Salesforce retires the OAuth 2.0 username-password flow for connected apps in Winter '27. What breaks, how to find affected integrations, and how to migrate.

TL;DR

  • Salesforce is retiring the OAuth 2.0 username-password flow (the one where an integration posts grant_type=password with a username, password, and security token) for connected apps. It ships as a Release Update enforced with Winter '27.
  • When your org reaches its Winter '27 upgrade date, every integration still using that flow stops getting an access token and simply fails to authenticate.
  • It is already blocked by default in newly created orgs, so this is mostly about existing orgs that still have long-running integrations wired the old way.
  • The fix is to move each integration to the client credentials flow or the JWT bearer flow, and to store the credential in a Named Credential rather than a script or config file.
  • A related change is coming right behind it: the SOAP login() call retires on 1 June 2027. If you are touching integration auth anyway, plan for both.

What You'll Learn

  • What the username-password flow is, in plain terms, and exactly what breaks
  • How to find every integration in your org that still uses it, without guessing
  • How to choose between the client credentials flow and the JWT bearer flow
  • The before-and-after for Data Loader, middleware (MuleSoft, Boomi, Informatica), and a custom script
  • Where the per-instance deadline actually comes from, so you can plan the work

The Problem

Most orgs have a handful of integrations that were set up years ago, still run every night, and that nobody has touched since. A worrying number of them authenticate the simplest possible way: the integration sends a Salesforce username, a password, and a security token to the token endpoint, and gets back an access token. That is the OAuth 2.0 username-password flow, also called the resource owner password credentials (ROPC) grant.

Salesforce is retiring it. It passes a real user's password directly in an HTTP request, which is exactly the pattern modern auth is trying to kill, so the platform is removing support for it in connected apps. The change is a Release Update, which means it is not optional and it enforces on your org's Winter '27 upgrade date. On that date, the token request stops working, the integration cannot authenticate, and whatever it was doing (a nightly data load, a middleware sync, a custom script) silently stops. There is no error in the UI for an admin to notice, because the failure happens server to server.

Record excerpts:
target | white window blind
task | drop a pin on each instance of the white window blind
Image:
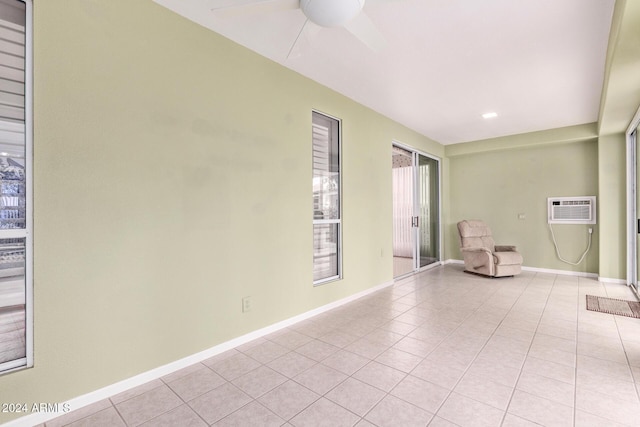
(326, 198)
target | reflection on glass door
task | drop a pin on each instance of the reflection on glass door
(403, 212)
(634, 142)
(416, 214)
(428, 204)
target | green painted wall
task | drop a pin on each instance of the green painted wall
(498, 185)
(172, 178)
(612, 206)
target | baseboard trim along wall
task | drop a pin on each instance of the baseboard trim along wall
(124, 385)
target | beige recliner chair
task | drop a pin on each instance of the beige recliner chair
(482, 256)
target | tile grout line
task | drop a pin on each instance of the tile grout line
(513, 392)
(624, 348)
(476, 355)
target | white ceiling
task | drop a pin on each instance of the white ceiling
(539, 64)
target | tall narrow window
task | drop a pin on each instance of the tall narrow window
(326, 198)
(15, 185)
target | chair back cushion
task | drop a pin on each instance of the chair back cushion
(475, 234)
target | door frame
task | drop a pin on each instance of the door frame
(416, 233)
(631, 137)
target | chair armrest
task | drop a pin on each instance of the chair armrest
(473, 250)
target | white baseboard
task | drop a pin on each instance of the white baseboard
(145, 377)
(610, 280)
(562, 272)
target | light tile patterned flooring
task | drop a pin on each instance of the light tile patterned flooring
(442, 348)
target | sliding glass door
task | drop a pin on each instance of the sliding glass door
(416, 210)
(429, 212)
(633, 204)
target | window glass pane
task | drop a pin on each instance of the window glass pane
(326, 168)
(325, 251)
(12, 192)
(15, 283)
(12, 299)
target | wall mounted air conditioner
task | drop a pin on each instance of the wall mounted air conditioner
(572, 210)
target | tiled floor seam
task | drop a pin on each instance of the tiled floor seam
(626, 353)
(515, 385)
(478, 353)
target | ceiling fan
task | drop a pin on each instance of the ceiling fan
(347, 14)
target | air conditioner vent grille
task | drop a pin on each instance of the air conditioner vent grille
(572, 210)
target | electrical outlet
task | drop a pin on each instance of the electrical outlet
(246, 304)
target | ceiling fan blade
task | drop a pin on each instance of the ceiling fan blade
(365, 30)
(308, 31)
(256, 8)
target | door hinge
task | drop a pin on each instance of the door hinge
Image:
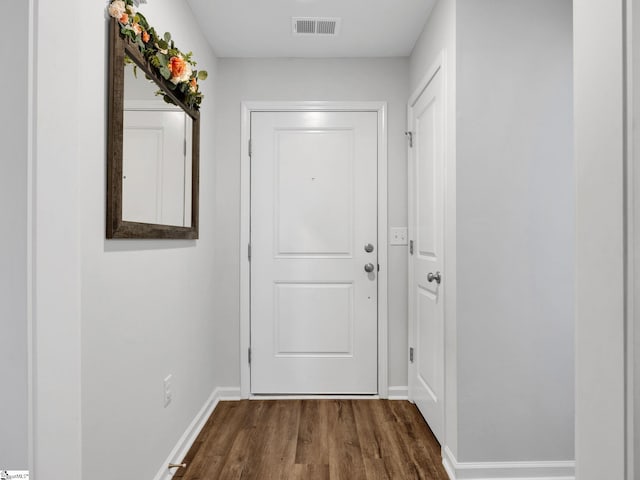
(410, 137)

Goals:
A – Extract everything in the article on retiring the username-password flow from "The Problem" down to "credentials (ROPC) grant.".
B – Answer these questions from the article on retiring the username-password flow:
(i) On what date does the SOAP login() call retire?
(ii) What other name does the article give for the OAuth 2.0 username-password flow?
(iii) Which two flows should each affected integration be moved to?
The listing is not needed for anything here.

Full solutions:
A –
The Problem

Most orgs have a handful of integrations that were set up years ago, still run every night, and that nobody has touched since. A worrying number of them authenticate the simplest possible way: the integration sends a Salesforce username, a password, and a security token to the token endpoint, and gets back an access token. That is the OAuth 2.0 username-password flow, also called the resource owner password credentials (ROPC) grant.

B –
(i) 1 June 2027.
(ii) The resource owner password credentials (ROPC) grant.
(iii) The client credentials flow or the JWT bearer flow.